◆ DOCUMENT SECTION ◆
----------------------------------------
But the important thing is to relax and just go ahead and make the cutters - they might be useful for Pi(es) and I am sure there will be enough to go round...... (sorry pun intended)

Certainly the maths does work in everyday life, and I suspect that when engineers need to calculate the strength pf a circular beam they will use the formula Pi x r x r , although there will always be a safety margin built in - but of course, they do not use a tape measure to ever check the circumference of e.g. the pilings for supporting bridges, or the circumference of the cables for suspension bridges or lift wires.....

Dave


----------



## Pudsey_Bear (Sep 25, 2008)

Penquin said:


> The diameter that you gave is 22.6 so 22.6 x 3.142 = 71.0092 mm
> 
> the tape measure with which you measured the circumference has a thickness of say 1mm if it is a cloth tape measure
> 
> ...


Seems near enough to me Dave, makes sense, accounts for the discrepancy, and it's not going to affect the spin of the planet, and 0.9cm isn't going to affect the diameter greatly (not even going to attempt what it would be at this ungodly hour) too be honest I'm just glad that at this time in my life I found a use for some crap a bloke who liked to cane me for fun actually finally became useful.

Thanks to everyone who participated in my hour of need, MHF to the rescue again, and nowt to do with a MoHo too > >

Btw Dave, why do you use 3.142, surely the additional 2 makes the error larger?


----------



## H1-GBV (Feb 28, 2006)

Kev_n_Liz said:


> ... and 0.9cm isn't going to affect the diameter greatly ...


An OLD question used to get students thinking:

Imagine you took a long, (non-stretching) rope and pulled it taut round the equator of the Earth (ignore mountains, marine tranches etc!).

Then you ADD 6" to the length.

What would be the average distance from the surface of the Earth to the rope if it stands out all the way round?

ONE of these answers is approx correct: - 0.000 000 1", 0.000 1", 0.01", 1", 6".

Gordon


----------



## Pudsey_Bear (Sep 25, 2008)

H1-GBV said:


> An OLD question used to get students thinking:
> 
> Imagine you took a long, (non-stretching) rope and pulled it taut round the equator of the Earth (ignore mountains, marine tranches etc!).
> 
> ...
----------------------------------------
◆ GIVEN RECORDS ◆
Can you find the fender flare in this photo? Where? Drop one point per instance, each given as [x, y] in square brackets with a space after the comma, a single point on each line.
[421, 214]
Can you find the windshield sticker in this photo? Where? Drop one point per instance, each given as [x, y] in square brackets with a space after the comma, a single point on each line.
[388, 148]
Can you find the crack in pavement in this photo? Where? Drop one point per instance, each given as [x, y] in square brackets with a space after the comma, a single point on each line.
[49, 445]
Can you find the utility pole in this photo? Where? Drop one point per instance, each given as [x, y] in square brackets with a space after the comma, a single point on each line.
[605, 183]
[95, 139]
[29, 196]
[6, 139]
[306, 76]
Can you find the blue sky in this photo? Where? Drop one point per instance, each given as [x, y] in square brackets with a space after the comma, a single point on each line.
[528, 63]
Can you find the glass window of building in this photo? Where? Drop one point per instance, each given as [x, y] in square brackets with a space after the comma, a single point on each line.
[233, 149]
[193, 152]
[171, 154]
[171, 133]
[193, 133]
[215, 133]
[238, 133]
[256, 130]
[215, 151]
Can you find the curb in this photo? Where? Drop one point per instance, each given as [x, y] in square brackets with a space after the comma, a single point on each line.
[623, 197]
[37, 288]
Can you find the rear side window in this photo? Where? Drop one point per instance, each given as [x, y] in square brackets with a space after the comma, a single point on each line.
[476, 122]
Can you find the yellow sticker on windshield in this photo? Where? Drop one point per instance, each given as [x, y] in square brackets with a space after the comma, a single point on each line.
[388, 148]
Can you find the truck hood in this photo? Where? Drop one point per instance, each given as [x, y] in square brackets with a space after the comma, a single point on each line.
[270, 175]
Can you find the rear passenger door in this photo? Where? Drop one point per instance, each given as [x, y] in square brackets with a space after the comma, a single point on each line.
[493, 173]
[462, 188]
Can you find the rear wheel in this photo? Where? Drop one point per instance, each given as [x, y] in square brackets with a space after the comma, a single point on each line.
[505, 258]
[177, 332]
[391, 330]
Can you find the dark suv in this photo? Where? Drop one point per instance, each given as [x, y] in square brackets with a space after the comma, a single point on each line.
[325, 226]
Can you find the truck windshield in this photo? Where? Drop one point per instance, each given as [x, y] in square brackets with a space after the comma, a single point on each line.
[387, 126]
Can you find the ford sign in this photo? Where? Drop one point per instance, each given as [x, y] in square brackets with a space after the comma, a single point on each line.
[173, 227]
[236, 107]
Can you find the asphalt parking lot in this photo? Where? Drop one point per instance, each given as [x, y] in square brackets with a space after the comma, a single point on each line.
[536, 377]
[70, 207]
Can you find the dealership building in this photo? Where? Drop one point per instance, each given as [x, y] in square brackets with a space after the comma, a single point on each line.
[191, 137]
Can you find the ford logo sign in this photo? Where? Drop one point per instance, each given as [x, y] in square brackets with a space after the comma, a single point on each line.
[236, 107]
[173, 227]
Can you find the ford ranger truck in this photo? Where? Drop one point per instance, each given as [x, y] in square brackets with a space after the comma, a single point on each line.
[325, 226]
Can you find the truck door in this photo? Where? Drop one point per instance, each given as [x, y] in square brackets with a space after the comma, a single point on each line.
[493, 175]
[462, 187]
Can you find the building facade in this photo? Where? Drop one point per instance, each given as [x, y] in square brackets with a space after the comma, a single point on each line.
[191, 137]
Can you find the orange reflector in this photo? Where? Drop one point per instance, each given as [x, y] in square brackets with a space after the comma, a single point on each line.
----------------------------------------
◆ PROMPT 1 ◆
In the forum thread about pi, how much length is added to the rope in the equator puzzle?
◆ PROMPT 2 ◆
Continue the forum thread about pi and circumference from the point where it stops.

◆ RESULT 1 ◆
6 inches.

◆ RESULT 2 ◆
Unbelievable only 6'' I think, it was on TV a while back in one of those maths shows, but they phrased it the other way around IE if you took a rope and raised it 6" how long would it be, 40,000 (ish)km +150(ish)mm


----------



## HarleyDave (Jul 1, 2007)

Also interesting and sort of related

The World Pool-Billiard Association Tournament Table and Equipment Specifications (November 2001) state:

"All balls must be composed of cast phenolic resin plastic and measure 2 ¼ (+.005) inches [5.715 cm (+ .127 mm)] in diameter and weigh 5 ½ to 6 oz [156 to 170 gms]." (Specification 16.

This means that balls with a diameter of 2.25 inches cannot have any imperfections (bumps or dents) greater than 0.005 inches.

In other words, the bump or dent to diameter ratio cannot exceed 0.005/2.25 = 0.0022222

The Earth's diameter is approximately 12,756.2 kilometres or 12,756,200 metres.
12,756,200 x 0.0022222 = 28,347.111

So, if a billiard ball were enlarged to the size of Earth, the maximum allowable bump (mountain) or dent (trench) would be 28,347 metres.

Earth's highest mountain, Mount Everest, is only 8,848 metres above sea level. Earth's deepest trench, the Mariana Trench, is only about 11 kilometres below sea level.

So if the Earth were scaled down to the size of a billiard ball, all its mountains and trenches would fall well within the WPA's specifications for smoothness.

However, it should be also be noted that if the Earth is not a perfect sphere. It is an oblate spheroid and should therefore also be tested for conformity to WPA specifications due to its shape.

The distance between Earth's poles is shorter than its diameter at the equator by approximately 43km. The maximum deviation with the respect to the Earth's average diameter is half that distance, or 21.5km, which is within the scaled up WPA tolerance of 28.3km.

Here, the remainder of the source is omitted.